Exercise directions: Repeat the listing below line by line, exactly, leaving its pictures behind.
-*-*-
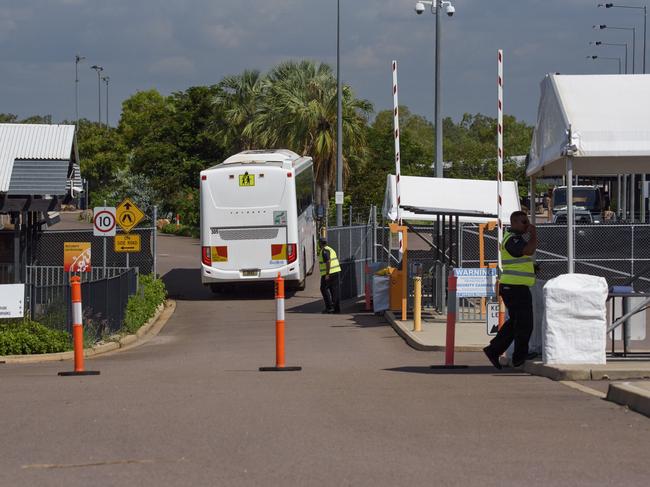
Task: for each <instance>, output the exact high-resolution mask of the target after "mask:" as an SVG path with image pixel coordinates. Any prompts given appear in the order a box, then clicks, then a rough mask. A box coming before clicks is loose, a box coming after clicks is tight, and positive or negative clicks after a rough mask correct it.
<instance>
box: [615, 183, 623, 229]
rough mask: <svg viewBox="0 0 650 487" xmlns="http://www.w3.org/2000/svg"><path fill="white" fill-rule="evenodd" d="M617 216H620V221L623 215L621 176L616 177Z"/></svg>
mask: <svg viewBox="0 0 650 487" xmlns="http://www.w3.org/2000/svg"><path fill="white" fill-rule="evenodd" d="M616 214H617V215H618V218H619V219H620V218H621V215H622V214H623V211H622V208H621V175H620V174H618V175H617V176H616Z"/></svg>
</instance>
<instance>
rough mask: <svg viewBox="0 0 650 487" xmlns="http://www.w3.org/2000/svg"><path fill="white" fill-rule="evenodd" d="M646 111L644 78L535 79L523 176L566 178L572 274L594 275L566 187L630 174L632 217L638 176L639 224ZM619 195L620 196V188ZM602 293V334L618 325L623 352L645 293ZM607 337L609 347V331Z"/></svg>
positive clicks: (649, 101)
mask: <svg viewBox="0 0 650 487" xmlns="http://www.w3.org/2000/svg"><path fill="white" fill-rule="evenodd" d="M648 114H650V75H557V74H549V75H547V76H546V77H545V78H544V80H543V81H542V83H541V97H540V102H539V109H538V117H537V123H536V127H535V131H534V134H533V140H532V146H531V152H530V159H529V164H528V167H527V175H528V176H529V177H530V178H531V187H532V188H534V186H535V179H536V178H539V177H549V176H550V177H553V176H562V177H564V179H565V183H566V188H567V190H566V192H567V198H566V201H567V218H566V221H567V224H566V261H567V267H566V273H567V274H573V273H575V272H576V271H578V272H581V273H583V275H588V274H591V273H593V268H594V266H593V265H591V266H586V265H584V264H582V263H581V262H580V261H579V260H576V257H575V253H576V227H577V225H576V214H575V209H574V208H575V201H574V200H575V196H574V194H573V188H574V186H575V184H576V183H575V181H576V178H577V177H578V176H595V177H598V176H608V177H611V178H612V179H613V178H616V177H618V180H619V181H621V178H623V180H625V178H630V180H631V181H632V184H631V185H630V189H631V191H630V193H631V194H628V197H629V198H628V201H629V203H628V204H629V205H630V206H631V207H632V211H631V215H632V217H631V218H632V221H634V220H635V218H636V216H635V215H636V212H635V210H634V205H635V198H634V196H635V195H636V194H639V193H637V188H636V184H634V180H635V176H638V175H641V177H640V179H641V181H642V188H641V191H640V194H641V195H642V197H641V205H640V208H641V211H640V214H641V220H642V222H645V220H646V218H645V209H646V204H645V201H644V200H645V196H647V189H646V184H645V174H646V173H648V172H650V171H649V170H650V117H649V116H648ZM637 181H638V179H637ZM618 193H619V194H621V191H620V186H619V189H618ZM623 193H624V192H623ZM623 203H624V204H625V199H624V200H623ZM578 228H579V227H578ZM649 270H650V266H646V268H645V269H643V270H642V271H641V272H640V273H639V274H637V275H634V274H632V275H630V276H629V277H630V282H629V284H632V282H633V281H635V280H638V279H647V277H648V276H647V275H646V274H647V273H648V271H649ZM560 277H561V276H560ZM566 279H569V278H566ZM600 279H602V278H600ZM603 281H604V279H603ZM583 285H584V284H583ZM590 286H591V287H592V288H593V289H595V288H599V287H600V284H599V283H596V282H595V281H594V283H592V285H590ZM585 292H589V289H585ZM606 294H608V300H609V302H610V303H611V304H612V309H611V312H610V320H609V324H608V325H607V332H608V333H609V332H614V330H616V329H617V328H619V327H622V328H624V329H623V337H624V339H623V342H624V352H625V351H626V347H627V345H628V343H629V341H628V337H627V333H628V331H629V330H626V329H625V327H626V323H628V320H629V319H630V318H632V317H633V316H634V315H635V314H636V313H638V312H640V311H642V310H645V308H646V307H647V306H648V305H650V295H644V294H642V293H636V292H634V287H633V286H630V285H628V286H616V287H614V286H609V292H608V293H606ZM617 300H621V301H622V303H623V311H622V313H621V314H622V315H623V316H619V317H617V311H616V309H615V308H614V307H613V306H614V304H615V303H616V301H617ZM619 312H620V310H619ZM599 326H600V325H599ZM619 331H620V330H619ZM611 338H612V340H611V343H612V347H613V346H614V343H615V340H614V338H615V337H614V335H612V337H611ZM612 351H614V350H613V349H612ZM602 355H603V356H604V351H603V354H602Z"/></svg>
-*-*-
Expected answer:
Task: for each <instance>, output the exact high-resolution mask of the target after "mask:" as an SVG path with image pixel coordinates. Any prompts given appear in the order a box, then clicks, then a rough mask. A box coming before clicks is loose, a box coming after clicks is tight, and positive or negative clicks after a rough mask correct it.
<instance>
box: [615, 183, 623, 229]
rough mask: <svg viewBox="0 0 650 487" xmlns="http://www.w3.org/2000/svg"><path fill="white" fill-rule="evenodd" d="M617 216H620V221L623 215L621 176L616 177Z"/></svg>
mask: <svg viewBox="0 0 650 487" xmlns="http://www.w3.org/2000/svg"><path fill="white" fill-rule="evenodd" d="M616 214H617V215H618V218H619V219H620V218H621V215H622V214H623V211H622V208H621V175H620V174H618V175H617V176H616Z"/></svg>
</instance>
<instance>
rough mask: <svg viewBox="0 0 650 487" xmlns="http://www.w3.org/2000/svg"><path fill="white" fill-rule="evenodd" d="M646 111L644 78L535 79L523 176L566 178L572 274L594 275L566 187L630 174L632 217L638 176L639 224ZM619 195L620 196V188ZM602 293V334L618 325L623 352L645 293ZM607 337L609 347V331Z"/></svg>
positive clicks: (649, 101)
mask: <svg viewBox="0 0 650 487" xmlns="http://www.w3.org/2000/svg"><path fill="white" fill-rule="evenodd" d="M648 114H650V75H557V74H549V75H547V76H546V77H545V78H544V80H543V81H542V83H541V97H540V102H539V109H538V117H537V123H536V127H535V131H534V134H533V140H532V146H531V152H530V159H529V164H528V167H527V175H528V176H529V177H530V178H531V187H532V188H534V186H535V179H536V178H539V177H549V176H550V177H553V176H562V177H564V179H565V183H566V188H567V190H566V192H567V198H566V201H567V218H566V221H567V224H566V261H567V267H566V273H567V274H573V273H575V272H576V271H578V272H581V273H583V275H588V274H591V273H593V268H594V266H593V265H591V266H586V265H584V264H582V263H581V262H580V261H579V260H576V257H575V253H576V227H577V225H576V214H575V209H574V208H575V201H574V200H575V196H574V194H573V188H574V186H575V184H576V183H575V181H576V178H577V177H578V176H595V177H598V176H608V177H611V178H612V179H613V178H616V177H618V180H619V181H621V178H623V180H625V178H630V180H631V181H632V184H631V185H630V189H631V191H630V193H631V194H628V197H629V198H628V201H629V203H628V204H629V205H630V206H631V207H632V211H631V215H632V217H631V218H632V221H634V220H635V218H636V216H635V215H636V212H635V210H634V205H635V198H634V196H635V195H636V194H639V193H637V188H636V184H634V180H635V176H638V175H641V177H640V179H641V181H642V188H641V191H640V194H641V195H642V197H641V205H640V208H641V211H640V214H641V220H642V222H645V220H646V218H645V209H646V204H645V201H644V200H645V196H647V189H646V184H645V174H646V173H648V172H650V171H649V170H650V117H649V116H648ZM637 181H638V179H637ZM618 193H619V194H621V191H620V186H619V189H618ZM623 193H624V192H623ZM623 203H624V204H625V199H624V200H623ZM578 228H579V227H578ZM649 270H650V266H646V268H645V269H643V270H642V271H641V272H640V273H639V274H637V275H634V274H632V275H630V276H629V277H630V282H629V284H632V282H633V281H635V280H638V279H647V277H648V276H647V275H646V274H647V273H648V271H649ZM560 277H561V276H560ZM566 279H569V278H566ZM600 279H602V278H600ZM603 281H604V279H603ZM583 285H584V284H583ZM590 286H591V287H592V288H593V289H595V288H599V287H600V284H599V283H596V282H595V281H594V283H592V285H590ZM585 292H589V289H585ZM606 294H608V300H609V302H610V303H611V304H612V309H611V312H610V320H609V324H608V325H607V332H608V333H609V332H614V330H616V329H617V328H619V327H622V328H624V329H623V337H624V339H623V342H624V352H625V351H626V347H627V345H628V343H629V341H628V337H627V333H628V331H629V330H626V329H625V327H626V323H628V320H629V319H630V318H632V317H633V316H634V315H635V314H636V313H638V312H640V311H642V310H645V308H646V307H647V306H648V305H650V295H644V294H642V293H636V292H634V287H633V286H630V285H628V286H616V287H614V286H609V292H608V293H606ZM617 300H621V301H622V303H623V311H622V313H621V314H622V315H623V316H619V317H617V311H616V309H615V308H614V307H613V306H614V304H615V303H616V301H617ZM619 312H620V310H619ZM599 326H600V325H599ZM619 331H620V330H619ZM611 338H612V340H611V343H612V347H613V346H614V343H615V340H614V338H615V337H614V335H612V337H611ZM612 351H614V350H613V349H612ZM602 355H603V356H604V351H603V354H602Z"/></svg>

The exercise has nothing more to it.